Written by: Sheena McGuinness

Sheena McGuinness

Corporate Tax Partner

Decarbonisation challenge for the UK government to avoid regional and sectoral disparity in the energy transition

Following COP26, we now have a path to limit global warming to somewhere between 1.8 and 2.4 degrees, albeit we have not got the cast iron commitments that would deliver that. The International Energy Agency says the world needs to double plans for solar and wind energy, and rapidly advance technologies to abate emissions from fossil fuels. Currently, half of all projected emission cuts come from technologies that are only in prototype or demonstration stages. Clearly technological advancements are required to deliver on these targets. There must also be agreement between countries along with clear policies within countries to deliver a fair energy transition. 

In the UK, there will be distributional challenges in meeting the legally binding commitment to reduce carbon emissions. Fossil fuels have created a concentration of labour in particular areas. As production is phased out there will be regional imbalances in employment as the UK moves through this transition. Creating jobs in these areas, for example in the much-needed innovation space to deliver on the advances required to progress technologies, will be key to avoiding high unemployment in particular areas. Expanding the number of enterprise zones to these areas and possibly increasing the fiscal incentives further than the current business rates and enhanced capital allowances could be used to encourage investment in the areas that would otherwise suffer in the energy transition.

▶ _Records_
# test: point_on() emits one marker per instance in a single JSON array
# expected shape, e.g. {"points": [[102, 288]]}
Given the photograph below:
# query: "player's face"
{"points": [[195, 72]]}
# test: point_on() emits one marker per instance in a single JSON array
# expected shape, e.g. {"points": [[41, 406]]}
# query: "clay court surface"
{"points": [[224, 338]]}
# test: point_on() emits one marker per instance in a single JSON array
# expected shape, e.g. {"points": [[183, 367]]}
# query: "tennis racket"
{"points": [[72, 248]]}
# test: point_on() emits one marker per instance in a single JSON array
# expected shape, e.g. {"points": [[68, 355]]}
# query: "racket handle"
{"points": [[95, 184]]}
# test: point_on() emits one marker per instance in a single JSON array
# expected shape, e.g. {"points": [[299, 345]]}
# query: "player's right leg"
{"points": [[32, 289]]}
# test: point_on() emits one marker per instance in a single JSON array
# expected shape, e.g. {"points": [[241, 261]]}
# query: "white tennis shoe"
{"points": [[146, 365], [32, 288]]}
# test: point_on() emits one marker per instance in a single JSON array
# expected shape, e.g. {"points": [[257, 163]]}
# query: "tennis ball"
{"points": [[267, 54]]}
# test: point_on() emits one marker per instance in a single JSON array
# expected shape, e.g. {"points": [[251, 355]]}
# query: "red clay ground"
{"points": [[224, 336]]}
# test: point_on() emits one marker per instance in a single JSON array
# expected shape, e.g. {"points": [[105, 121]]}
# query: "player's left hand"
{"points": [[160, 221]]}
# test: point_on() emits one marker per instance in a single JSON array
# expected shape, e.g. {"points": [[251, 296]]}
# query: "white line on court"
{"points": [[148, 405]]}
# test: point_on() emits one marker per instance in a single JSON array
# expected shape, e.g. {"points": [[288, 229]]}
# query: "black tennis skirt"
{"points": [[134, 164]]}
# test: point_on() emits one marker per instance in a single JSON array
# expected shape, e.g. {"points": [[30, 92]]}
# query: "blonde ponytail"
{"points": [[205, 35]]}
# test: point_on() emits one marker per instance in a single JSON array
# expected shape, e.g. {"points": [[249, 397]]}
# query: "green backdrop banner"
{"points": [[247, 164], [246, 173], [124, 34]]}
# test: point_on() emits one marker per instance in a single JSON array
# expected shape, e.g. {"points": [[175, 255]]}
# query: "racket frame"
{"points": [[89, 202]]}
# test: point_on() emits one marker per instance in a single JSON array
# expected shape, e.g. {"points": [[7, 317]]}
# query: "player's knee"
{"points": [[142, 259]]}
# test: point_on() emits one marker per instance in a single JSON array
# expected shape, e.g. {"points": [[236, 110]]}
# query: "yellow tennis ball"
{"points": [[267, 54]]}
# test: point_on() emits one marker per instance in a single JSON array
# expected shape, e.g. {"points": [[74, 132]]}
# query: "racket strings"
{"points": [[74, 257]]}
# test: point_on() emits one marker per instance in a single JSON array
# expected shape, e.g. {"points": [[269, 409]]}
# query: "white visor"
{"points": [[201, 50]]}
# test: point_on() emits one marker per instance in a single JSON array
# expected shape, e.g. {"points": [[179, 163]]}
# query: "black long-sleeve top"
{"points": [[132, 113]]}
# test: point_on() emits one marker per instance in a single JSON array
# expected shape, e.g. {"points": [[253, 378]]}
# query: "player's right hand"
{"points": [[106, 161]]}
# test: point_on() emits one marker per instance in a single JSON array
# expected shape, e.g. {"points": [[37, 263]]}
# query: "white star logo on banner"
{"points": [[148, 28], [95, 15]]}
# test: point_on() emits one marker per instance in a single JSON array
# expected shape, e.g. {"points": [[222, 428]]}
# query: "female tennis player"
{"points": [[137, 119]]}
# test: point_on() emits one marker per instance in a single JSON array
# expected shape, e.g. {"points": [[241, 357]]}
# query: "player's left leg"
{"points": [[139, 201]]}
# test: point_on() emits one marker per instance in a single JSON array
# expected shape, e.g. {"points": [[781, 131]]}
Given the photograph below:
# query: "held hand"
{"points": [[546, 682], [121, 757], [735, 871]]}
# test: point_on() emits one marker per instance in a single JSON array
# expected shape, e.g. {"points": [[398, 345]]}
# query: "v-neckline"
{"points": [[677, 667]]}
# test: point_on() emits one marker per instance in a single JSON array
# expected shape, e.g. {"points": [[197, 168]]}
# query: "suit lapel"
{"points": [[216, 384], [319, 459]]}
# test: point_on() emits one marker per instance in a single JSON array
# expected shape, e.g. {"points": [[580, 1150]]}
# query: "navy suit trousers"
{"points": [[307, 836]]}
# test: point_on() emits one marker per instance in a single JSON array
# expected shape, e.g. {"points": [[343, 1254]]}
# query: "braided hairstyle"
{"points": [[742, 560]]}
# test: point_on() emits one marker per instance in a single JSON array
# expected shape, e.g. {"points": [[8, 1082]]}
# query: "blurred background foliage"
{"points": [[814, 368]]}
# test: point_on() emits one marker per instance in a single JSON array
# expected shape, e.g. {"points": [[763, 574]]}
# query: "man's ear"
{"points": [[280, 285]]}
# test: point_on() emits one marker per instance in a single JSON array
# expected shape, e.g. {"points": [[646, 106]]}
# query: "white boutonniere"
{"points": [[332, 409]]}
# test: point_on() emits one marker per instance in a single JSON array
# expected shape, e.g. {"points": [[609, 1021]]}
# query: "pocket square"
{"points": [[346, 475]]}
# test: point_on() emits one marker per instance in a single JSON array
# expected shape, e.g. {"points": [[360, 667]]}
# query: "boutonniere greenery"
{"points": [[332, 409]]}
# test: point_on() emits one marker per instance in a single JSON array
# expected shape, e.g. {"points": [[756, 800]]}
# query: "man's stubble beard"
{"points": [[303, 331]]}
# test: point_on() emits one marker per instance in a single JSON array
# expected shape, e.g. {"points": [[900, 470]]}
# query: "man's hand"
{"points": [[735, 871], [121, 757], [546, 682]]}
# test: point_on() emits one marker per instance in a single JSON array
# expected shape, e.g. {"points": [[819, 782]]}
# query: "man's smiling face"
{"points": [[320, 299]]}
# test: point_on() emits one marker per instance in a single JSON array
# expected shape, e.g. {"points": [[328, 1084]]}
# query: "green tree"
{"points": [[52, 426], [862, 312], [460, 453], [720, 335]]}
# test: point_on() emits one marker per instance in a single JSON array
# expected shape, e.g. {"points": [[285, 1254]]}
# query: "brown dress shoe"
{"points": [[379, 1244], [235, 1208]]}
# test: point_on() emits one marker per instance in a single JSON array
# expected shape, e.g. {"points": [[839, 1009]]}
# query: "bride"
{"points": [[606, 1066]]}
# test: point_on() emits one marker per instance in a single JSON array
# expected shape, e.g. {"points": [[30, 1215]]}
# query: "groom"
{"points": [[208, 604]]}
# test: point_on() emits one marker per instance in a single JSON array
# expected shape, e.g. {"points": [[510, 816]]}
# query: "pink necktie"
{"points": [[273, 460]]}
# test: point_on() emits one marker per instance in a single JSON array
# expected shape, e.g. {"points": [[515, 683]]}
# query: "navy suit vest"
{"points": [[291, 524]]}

▶ _Jobs_
- 1) Name every energy source mentioned in the decarbonisation article at the top.
- 2) Write out the decarbonisation article from "In the UK, there" to "the energy transition.".
- 3) Pick up the decarbonisation article after its last sentence and keep writing it.

▶ _Responses_
- 1) solar, wind, fossil fuels

- 2)
In the UK, there will be distributional challenges in meeting the legally binding commitment to reduce carbon emissions. Fossil fuels have created a concentration of labour in particular areas. As production is phased out there will be regional imbalances in employment as the UK moves through this transition. Creating jobs in these areas, for example in the much-needed innovation space to deliver on the advances required to progress technologies, will be key to avoiding high unemployment in particular areas. Expanding the number of enterprise zones to these areas and possibly increasing the fiscal incentives further than the current business rates and enhanced capital allowances could be used to encourage investment in the areas that would otherwise suffer in the energy transition.

- 3)
The challenge of managing the sector distributional disparity should also be front of mind for the Chancellor. There will be clear winners and losers in the decarbonisation of the UK. For example, there are cost savings in the power sector as the cost of producing renewable energy is decreasing. In the automotive sector, electric vehicles (EVs) are becoming cheaper to buy, more reliable and cheaper to run (benefitting from cheaper renewable power). Furthermore, the move to EVs is reducing tax revenues as the amount of fuel duty will decline, leaving a £27.5bn per annum hole to fill. To date the government has been silent as to what the replacement mechanism will look like. Whilst a road use tax is considered the most likely, don’t underestimate the cost of implementing the infrastructure required to enable the government to track, calculate and collect the tax due.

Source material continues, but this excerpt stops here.